Begin RECORDS SHOWN
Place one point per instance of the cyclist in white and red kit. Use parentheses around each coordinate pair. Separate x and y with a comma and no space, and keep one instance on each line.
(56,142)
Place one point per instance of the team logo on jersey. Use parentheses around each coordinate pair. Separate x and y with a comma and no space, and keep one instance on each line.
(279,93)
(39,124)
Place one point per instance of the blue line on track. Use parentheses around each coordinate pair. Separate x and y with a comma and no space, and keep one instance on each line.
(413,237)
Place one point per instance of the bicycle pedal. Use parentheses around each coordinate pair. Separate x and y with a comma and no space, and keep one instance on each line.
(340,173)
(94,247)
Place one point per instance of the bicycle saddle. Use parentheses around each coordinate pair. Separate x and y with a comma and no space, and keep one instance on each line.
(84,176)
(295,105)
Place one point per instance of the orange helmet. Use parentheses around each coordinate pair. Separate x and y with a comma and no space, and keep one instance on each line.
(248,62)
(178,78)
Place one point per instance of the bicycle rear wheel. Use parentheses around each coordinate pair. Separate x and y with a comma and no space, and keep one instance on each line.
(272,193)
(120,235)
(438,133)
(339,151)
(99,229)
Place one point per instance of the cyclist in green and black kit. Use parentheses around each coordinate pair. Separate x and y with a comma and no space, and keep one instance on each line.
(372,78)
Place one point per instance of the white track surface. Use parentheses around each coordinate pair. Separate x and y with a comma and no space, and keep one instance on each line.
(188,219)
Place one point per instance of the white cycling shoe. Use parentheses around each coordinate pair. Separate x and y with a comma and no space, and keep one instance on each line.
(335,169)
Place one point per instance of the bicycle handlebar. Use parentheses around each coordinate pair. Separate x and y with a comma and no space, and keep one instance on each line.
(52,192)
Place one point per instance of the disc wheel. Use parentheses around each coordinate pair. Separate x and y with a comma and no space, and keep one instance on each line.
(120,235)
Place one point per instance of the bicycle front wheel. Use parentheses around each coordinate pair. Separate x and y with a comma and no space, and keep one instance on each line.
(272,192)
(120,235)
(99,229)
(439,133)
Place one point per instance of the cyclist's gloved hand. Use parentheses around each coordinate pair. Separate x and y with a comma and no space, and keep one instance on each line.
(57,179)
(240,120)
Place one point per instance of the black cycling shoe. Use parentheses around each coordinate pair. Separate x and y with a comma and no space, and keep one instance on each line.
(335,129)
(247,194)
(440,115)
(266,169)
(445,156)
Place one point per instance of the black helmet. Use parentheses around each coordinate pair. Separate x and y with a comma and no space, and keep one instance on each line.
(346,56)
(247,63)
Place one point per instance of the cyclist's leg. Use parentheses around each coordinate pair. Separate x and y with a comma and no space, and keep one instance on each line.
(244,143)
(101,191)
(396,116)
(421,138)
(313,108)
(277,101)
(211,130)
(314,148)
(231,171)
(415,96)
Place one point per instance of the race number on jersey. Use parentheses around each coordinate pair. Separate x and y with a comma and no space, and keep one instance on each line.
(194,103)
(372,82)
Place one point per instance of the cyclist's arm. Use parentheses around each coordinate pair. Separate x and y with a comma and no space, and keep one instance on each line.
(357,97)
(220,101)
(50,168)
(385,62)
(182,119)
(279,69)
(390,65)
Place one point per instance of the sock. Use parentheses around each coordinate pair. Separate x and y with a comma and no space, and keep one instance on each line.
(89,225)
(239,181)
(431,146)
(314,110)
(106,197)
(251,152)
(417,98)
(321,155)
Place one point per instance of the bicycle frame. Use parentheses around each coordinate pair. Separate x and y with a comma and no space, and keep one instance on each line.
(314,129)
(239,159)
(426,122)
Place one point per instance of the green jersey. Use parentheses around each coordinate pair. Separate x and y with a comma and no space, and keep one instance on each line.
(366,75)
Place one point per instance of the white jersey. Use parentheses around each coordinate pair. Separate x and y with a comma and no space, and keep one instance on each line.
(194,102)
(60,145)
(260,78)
End RECORDS SHOWN
> [STATED GOAL]
Return the entries above exactly as they appear.

> [FINISHED TASK]
Place one point per instance of the cyclist in white and red kit. Use parentheses around each coordinate pair. Separate x and y with a comma and no space, and keep one instance on each line.
(56,142)
Place one point per instance of the team logo on jersey. Use parentheses around each coordinate pair. Separate x and y with a comma and no space, and keep one instance on each line.
(279,93)
(39,124)
Place one point per instance of the blue line on track. Use parentheses around each coordinate pair. Separate x and y with a comma and no space, and keep one instance on each line.
(413,237)
Place one point per instance of the bicycle pedal. Use parentheses around each coordinate pair. Separate x and y with a comma and no space, and keep one instance on each line.
(340,173)
(94,247)
Place one point per instance of the bicycle saddle. Use parentheses around each coordinate pair. Separate x and y with a comma and no space, and keep one instance on each line.
(84,176)
(295,105)
Place one point per instance of the orange helmet. Use parentheses around each coordinate pair. Separate x and y with a comma and no space, and keep one instance on each line.
(248,62)
(178,78)
Place one point per instance of the bicycle rear wheel. Use parentheses around each coordinate pair. Separate x and y with a comma and no space, and keep one instance on each line.
(272,193)
(120,235)
(438,133)
(339,151)
(99,229)
Place one point per instance of the cyclist in green and black kit. Use parentheses around each coordinate pair. Separate x and y with a comma and no space, and keep one instance on each line.
(372,78)
Place one point per instance of the white track surface. Use parentheses around each coordinate pair. Separate x and y with a comma and no space, and keep one instance on each line.
(188,219)
Place one point per instance of the white cycling shoe. Use parentheses around each coordinate pair. Separate x and y with a comma and no space, and keep one instance on each line.
(335,169)
Place one point per instance of the bicycle handlebar. Use parentheses around each coordinate pair. Separate x and y with a comma and no space, and keep one instance on each line.
(52,192)
Place one point per instance of the disc wheel. Use parentheses around each coordinate pair. Separate x and y with a comma and no space, and keep one instance on each line.
(120,235)
Place one point per instance of the bicycle front wheel. Use parentheses around each coordinate pair. Separate x and y with a comma and no space, and keep one instance on each line.
(272,192)
(120,235)
(99,229)
(439,133)
Place one point per instance of the cyclist's gloved hand. Use parentheses around each coordinate pair. Separate x and y with a comma and no space, and keep one instance on each line.
(57,179)
(240,120)
Place one point per instance of the black cycling shoe. Use parentheses around each coordinate pair. Separate x and y with a comma and no space, and keep one instance on each line.
(335,129)
(247,194)
(440,115)
(266,169)
(445,156)
Place one point per instance of the black helmet. Use parentheses around each coordinate pair. Separate x and y with a comma and no space, and keep one instance on each line.
(346,56)
(247,63)
Place one point per instance of the cyclist's leg. Use parentheses around each coordinate pair. Separate x and y with a comma and no space, and keep one instance on each line.
(244,143)
(101,191)
(396,116)
(421,138)
(313,108)
(277,101)
(211,130)
(314,148)
(231,171)
(415,96)
Place one point per instance of the race number on jersey. Use parentheses around each coordinate pair. Separate x and y with a comma and no space, and keep one instance on each line.
(194,103)
(372,82)
Place one point per instance of the cyclist's arm. Use parentheses around each coordinate pair. Separate x and y with a comma and no space, and keep one instance on each line.
(357,97)
(220,101)
(50,168)
(385,62)
(182,119)
(279,69)
(390,65)
Place one point per instance of the sock. Use parentheses around each coordinate pair. Separate x and y with a comma and no space, and keep one instance on each line.
(89,225)
(239,181)
(431,146)
(314,110)
(106,197)
(251,152)
(417,98)
(321,155)
Place one point per instance of the bicycle frame. Use parentheses around each coordinate pair. Separate x and y with a comma and no space, and keep one instance on each line.
(314,129)
(239,159)
(426,122)
Place one point per instance of the green jersey. Use parentheses around each coordinate pair. Separate x and y with a comma and no space, and keep one instance on each line.
(366,75)
Place one point per instance of the white jersey. Use parentheses around each coordinate pair. Separate x and y with a comma and no space, and keep one instance on each line.
(194,102)
(60,145)
(260,78)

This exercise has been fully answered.